== Required actions ==
1. In the forum thread about removing lines with regular expressions, what is the title of the FAQ post recommended for learning regex?
2. Write the next part of the forum thread about removing lines with regular expressions, picking up after its final sentence.

== Document ==
>> begin

Here’s another likely workable spec for ID’ing lines that should be removed:
<start of line><bunch of non-space chars><literal ‘+’><one space><anything><newline sequence>
Advantage of this one is eyeballs don’t have to stray far from the left.
-
@K-M-Richards said in I don't understand the command line syntax to accomplish this:
What I am hoping for is a solution that will accomplish this and let me learn more about doing this sort of thing in the future.
If you look at all of the proposed solutions, you will see a common theme, one of using regular expressions. The limitation you were having was due to looking for static text which wasn’t unique to just those lines you needed to remove and possibly also using the “normal” mode of searching.
So as you found; looking for static text; it is very hard to account for variability of content, that’s where regular expressions (called regex for short) come in handy. To learn more about regex, look in our FAQ section for a post titled “Where to find REGular EXpressions (RegEx) documentation ?”. Consider taking some lessons from those links. If you do, remember to start simply first. Regex has a lot to offer, but in the same way as building a house, it all starts with a good foundation, so understanding the basics will be helpful.

>> end

== Provided data ==
>> begin

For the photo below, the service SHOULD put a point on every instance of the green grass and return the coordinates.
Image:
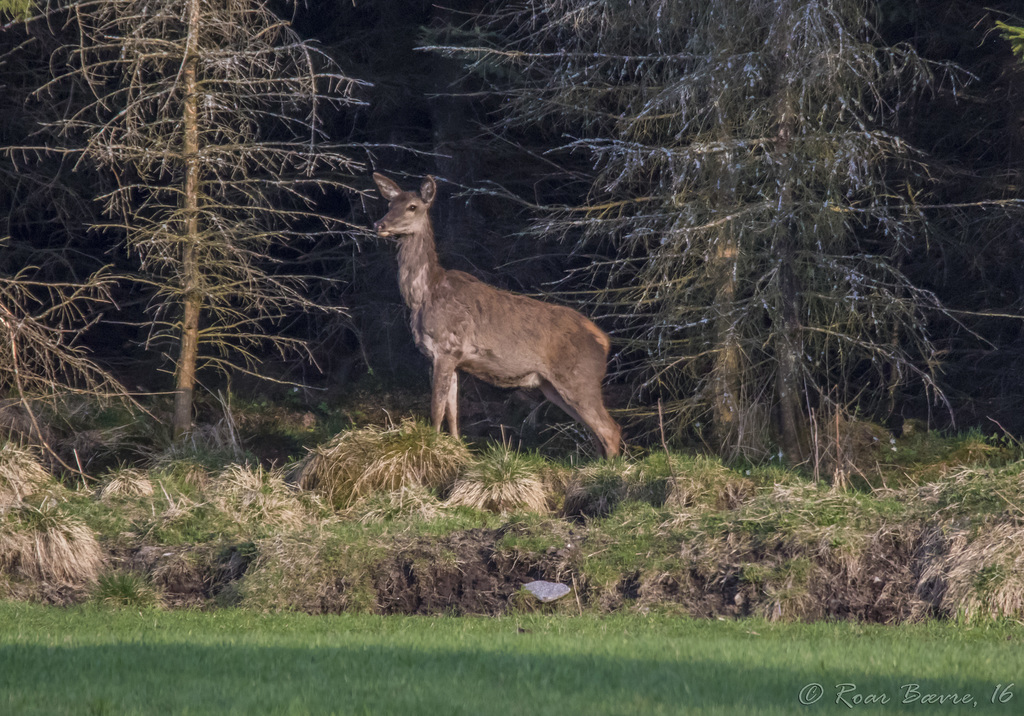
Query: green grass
(93, 661)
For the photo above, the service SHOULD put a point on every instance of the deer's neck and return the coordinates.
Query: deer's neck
(419, 269)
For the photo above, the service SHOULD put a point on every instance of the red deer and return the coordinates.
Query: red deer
(509, 340)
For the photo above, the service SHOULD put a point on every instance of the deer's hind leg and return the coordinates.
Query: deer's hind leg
(587, 407)
(443, 396)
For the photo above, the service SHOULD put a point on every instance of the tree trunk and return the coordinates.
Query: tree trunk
(792, 420)
(726, 376)
(190, 280)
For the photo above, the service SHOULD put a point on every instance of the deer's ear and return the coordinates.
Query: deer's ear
(388, 188)
(428, 191)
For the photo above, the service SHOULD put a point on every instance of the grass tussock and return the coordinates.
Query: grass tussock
(22, 474)
(43, 543)
(252, 495)
(408, 503)
(126, 482)
(704, 482)
(502, 480)
(595, 491)
(980, 575)
(358, 463)
(127, 589)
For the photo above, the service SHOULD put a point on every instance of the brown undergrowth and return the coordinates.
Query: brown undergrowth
(677, 533)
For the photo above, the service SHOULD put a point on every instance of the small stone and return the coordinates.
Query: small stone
(547, 591)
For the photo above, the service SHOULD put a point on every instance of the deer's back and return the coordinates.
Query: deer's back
(505, 338)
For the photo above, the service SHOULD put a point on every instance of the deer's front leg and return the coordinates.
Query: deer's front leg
(444, 386)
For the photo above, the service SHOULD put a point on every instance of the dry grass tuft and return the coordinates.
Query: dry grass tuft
(502, 480)
(358, 463)
(22, 473)
(413, 502)
(126, 482)
(979, 576)
(45, 544)
(252, 495)
(705, 481)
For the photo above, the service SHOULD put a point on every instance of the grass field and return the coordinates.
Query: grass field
(92, 661)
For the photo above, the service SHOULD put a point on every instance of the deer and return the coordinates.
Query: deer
(504, 338)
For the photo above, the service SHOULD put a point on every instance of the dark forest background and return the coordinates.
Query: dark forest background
(812, 209)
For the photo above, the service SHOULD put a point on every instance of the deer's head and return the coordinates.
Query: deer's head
(407, 210)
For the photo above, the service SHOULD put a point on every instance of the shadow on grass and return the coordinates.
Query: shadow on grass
(140, 678)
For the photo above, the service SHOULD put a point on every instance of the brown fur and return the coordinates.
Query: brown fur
(504, 338)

>> end

== Results in order ==
1. “Where to find REGular EXpressions (RegEx) documentation ?”

2.
After looking more closely at your very well structured data I can see there seems to be an alternative using static text, one that @Guy038 alluded to in his regex. So you could keep the search mode as “normal” and in the find window enter:
AUDIO 00:00
I have 4 spaces at the start and another 4 between the AUDIO and the time. From your sample it does seem that this portion of the line is unique to ONLY those lines you wish to remove. If so, then it may be sufficient for you.So, although I have now provided a “normal” mode search solution, hopefully you may have also tried one or more of the regex solutions and have had your eyes opened to the possibilities of regex. As you said, “…and let me learn more about doing this sort of thing in the future.”.
If you do start learning and get stuck, remember the forum members are only a post away. We are only too keen to help someone on their Notepad++ journey!
Terry
-
Hi, @k-m-richards, @terry-r, @neil-schipper and All,
@neil-schipper : I completely apologize about my previous statement :
Here is , to my mind, a nice solution, as it does not depend on the location of each column, supposing the same layout, of course !
Indeed, In my previous post, I just searched for a solution which could work without any specification on the exact location of each column, forgetting to try your own regexes . And, indeed, your first (
\h+\d{1,2}:\d\d\h+\w
) and second regex (^.*?\h+\d{1,2}:\d\d\h+\w.*?\R
) do respect this condition !Well, in general, I try, at first, to think about a new problem without referring to other solutions already proposed. This is both to get a “fresh” look at the problem and to find my own solution.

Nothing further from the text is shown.